Your instructions → Below are some lines of data. Return all of them as they are.

Dataset entries

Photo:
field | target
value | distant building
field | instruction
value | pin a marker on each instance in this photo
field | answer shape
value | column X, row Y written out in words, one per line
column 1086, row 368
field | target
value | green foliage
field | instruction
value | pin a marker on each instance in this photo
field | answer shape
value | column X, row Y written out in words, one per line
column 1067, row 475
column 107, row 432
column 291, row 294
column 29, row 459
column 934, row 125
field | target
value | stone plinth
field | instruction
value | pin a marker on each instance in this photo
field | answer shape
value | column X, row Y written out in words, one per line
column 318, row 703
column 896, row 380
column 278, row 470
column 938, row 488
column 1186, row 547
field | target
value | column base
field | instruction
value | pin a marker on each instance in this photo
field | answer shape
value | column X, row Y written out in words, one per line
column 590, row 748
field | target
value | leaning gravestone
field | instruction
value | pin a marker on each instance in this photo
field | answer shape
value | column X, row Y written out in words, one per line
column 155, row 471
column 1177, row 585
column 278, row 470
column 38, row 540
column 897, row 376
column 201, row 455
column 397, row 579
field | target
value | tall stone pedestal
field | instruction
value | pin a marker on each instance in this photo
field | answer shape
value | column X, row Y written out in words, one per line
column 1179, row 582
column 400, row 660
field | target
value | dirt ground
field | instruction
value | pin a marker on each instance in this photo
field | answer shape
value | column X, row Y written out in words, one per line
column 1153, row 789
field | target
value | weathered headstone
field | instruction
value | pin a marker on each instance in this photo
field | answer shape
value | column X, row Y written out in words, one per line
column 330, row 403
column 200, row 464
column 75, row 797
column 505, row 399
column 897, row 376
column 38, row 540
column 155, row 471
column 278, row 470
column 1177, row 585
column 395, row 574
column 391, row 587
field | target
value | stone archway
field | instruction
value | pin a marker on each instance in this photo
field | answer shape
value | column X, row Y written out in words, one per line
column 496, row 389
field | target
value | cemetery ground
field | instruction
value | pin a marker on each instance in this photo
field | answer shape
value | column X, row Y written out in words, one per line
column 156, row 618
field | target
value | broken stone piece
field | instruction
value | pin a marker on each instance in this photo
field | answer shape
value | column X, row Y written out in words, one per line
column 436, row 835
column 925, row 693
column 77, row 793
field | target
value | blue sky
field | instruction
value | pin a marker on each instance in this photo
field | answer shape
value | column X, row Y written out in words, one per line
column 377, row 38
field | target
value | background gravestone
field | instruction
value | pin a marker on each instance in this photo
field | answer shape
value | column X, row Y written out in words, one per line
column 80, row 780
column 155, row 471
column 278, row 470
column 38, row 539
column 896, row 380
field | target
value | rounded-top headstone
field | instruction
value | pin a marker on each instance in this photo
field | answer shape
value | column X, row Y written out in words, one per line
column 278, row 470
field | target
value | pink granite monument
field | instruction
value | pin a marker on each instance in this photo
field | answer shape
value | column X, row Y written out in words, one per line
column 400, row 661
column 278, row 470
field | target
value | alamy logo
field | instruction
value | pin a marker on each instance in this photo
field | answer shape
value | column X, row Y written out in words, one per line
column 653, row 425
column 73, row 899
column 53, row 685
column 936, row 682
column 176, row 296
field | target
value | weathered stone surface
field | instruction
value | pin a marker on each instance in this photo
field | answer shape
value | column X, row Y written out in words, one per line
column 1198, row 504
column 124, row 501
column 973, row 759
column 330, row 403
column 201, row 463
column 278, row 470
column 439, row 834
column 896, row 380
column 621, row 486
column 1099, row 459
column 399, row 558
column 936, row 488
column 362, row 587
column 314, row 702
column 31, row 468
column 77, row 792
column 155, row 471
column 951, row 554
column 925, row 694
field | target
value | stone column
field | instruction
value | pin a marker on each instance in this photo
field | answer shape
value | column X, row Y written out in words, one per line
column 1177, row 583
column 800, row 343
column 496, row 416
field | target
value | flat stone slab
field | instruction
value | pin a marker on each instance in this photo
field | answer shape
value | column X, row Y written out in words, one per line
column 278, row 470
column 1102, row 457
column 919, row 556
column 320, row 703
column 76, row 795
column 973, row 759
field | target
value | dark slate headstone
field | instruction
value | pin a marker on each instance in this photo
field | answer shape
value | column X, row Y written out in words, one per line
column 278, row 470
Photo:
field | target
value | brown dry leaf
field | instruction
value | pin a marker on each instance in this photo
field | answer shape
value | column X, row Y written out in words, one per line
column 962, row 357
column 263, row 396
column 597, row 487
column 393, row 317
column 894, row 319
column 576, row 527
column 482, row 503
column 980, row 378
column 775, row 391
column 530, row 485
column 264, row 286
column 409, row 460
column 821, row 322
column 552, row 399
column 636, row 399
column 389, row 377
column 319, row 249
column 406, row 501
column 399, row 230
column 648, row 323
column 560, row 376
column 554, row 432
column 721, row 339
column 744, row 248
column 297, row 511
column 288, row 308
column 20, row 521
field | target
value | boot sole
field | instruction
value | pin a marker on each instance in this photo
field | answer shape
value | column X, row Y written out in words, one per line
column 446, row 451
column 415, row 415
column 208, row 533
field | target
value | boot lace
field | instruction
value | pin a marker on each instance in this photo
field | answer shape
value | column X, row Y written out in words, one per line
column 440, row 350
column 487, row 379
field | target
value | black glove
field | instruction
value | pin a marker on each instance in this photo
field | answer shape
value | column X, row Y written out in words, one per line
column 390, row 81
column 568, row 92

Answer for this exercise →
Photo:
field | target
value | distant building
field | instruction
value | pin a marker on each instance in this photo
field | answer shape
value | column X, row Y written out in words, one per line
column 1086, row 368
field | target
value | green foliage
field | instruction
value | pin a marker on each instance in this photo
field | answer shape
value | column X, row Y written out in words, one per line
column 1067, row 475
column 107, row 432
column 291, row 294
column 29, row 459
column 934, row 125
field | target
value | stone plinth
field | instruction
value | pin a marker on each instance in this photo
field | answer shape
value | column X, row Y written out in words, one per line
column 318, row 703
column 896, row 380
column 278, row 470
column 938, row 488
column 1186, row 547
field | target
value | column base
field | instruction
value | pin a marker on each instance in this photo
field | answer shape
value | column X, row Y written out in words, one per line
column 590, row 748
field | target
value | leaning gravestone
field | instruction
value | pin a marker on each instance in this photo
field | answer shape
value | column X, row Y written out in words, one per line
column 155, row 471
column 1177, row 585
column 278, row 470
column 38, row 540
column 897, row 376
column 201, row 455
column 397, row 579
field | target
value | tall stone pedestal
field | instruction
value | pin a marker on each instance in this photo
field | answer shape
value | column X, row Y written out in words, one per line
column 1179, row 582
column 400, row 660
field | target
value | dirt ground
field | instruction
value | pin a marker on each instance in this photo
field | answer shape
value | column X, row Y written out in words, one per line
column 1153, row 789
field | target
value | weathered headstone
field | instruction
value | pin a marker on each instance in this photo
field | answer shape
value | column X, row Y written out in words, one per line
column 330, row 403
column 200, row 464
column 75, row 797
column 505, row 399
column 897, row 376
column 38, row 540
column 155, row 471
column 278, row 470
column 1177, row 585
column 395, row 574
column 391, row 587
field | target
value | stone archway
field | instruction
value | pin a marker on each instance in this photo
field | answer shape
value | column X, row Y written out in words, one per line
column 496, row 389
field | target
value | cemetery ground
field | instruction
value | pin a marker on each instance in this photo
field | answer shape
value | column X, row Y written out in words, one per line
column 156, row 618
field | target
value | broken stone piece
field | instruction
value | pin a marker on each instance in this photo
field | answer shape
value | column X, row Y written out in words, one per line
column 436, row 835
column 925, row 693
column 77, row 793
field | target
value | blue sky
field | instruction
value | pin a marker on each instance in this photo
field | answer shape
value | column X, row Y written out in words, one per line
column 377, row 38
field | target
value | background gravestone
field | instruction
value | pin a marker on each instance in this photo
field | answer shape
value | column X, row Y written out in words, one per line
column 80, row 780
column 155, row 471
column 278, row 470
column 38, row 539
column 896, row 380
field | target
value | rounded-top headstone
field | instruction
value | pin a marker on each instance in this photo
field | answer shape
value | column X, row Y written out in words, one per line
column 278, row 470
field | target
value | pink granite monument
field | instruction
value | pin a marker on each instance in this photo
field | answer shape
value | column X, row Y written out in words, one per line
column 400, row 661
column 278, row 470
field | target
value | alamy logo
field | instruction
value | pin a marker on each instance in this photo
field | answer shape
value | column X, row Y written out in words, one per line
column 653, row 425
column 73, row 899
column 53, row 685
column 936, row 682
column 176, row 296
field | target
value | weathered stone surface
field | instruction
value | pin a marker on each instance in this photo
field | answer shape
value | column X, row Y written out in words, one per line
column 1198, row 504
column 124, row 501
column 973, row 759
column 330, row 403
column 201, row 463
column 278, row 470
column 439, row 834
column 896, row 380
column 621, row 486
column 1099, row 459
column 399, row 558
column 936, row 488
column 362, row 587
column 314, row 702
column 31, row 468
column 77, row 792
column 155, row 471
column 951, row 554
column 925, row 694
field | target
value | stone column
field | instruction
value | pin a marker on each instance in this photo
field | answer shape
value | column X, row Y written out in words, one per line
column 1177, row 583
column 800, row 343
column 496, row 416
field | target
value | flat stone slab
field | instruction
value | pin a marker on each instance in this photo
field | answer shape
value | column X, row Y written out in words, one per line
column 278, row 470
column 1102, row 457
column 919, row 556
column 320, row 703
column 76, row 795
column 973, row 759
field | target
value | dark slate headstone
field | instruction
value | pin a marker on each instance in this photo
field | answer shape
value | column X, row Y written out in words, one per line
column 278, row 470
Photo:
field | target
value | brown dry leaf
field | instruction
value | pin a marker on each instance in this photo
field | answer shape
value | column X, row Y written out in words, one per line
column 962, row 357
column 263, row 396
column 597, row 487
column 393, row 317
column 894, row 319
column 576, row 527
column 482, row 503
column 980, row 378
column 775, row 391
column 530, row 485
column 264, row 286
column 409, row 460
column 821, row 322
column 552, row 399
column 636, row 399
column 389, row 377
column 319, row 249
column 406, row 501
column 399, row 230
column 648, row 323
column 560, row 376
column 554, row 432
column 721, row 339
column 744, row 248
column 297, row 511
column 288, row 308
column 20, row 521
field | target
value | boot sole
field | instruction
value | pin a marker on each instance in this photo
field | answer shape
value | column X, row Y written out in words, one per line
column 446, row 451
column 415, row 415
column 208, row 533
field | target
value | boot lace
field | instruction
value | pin a marker on each instance in this photo
field | answer shape
value | column X, row Y written out in words, one per line
column 440, row 350
column 487, row 379
field | target
value | black glove
field | instruction
value | pin a marker on each instance in this photo
field | answer shape
value | column X, row Y written out in words, one per line
column 390, row 81
column 568, row 92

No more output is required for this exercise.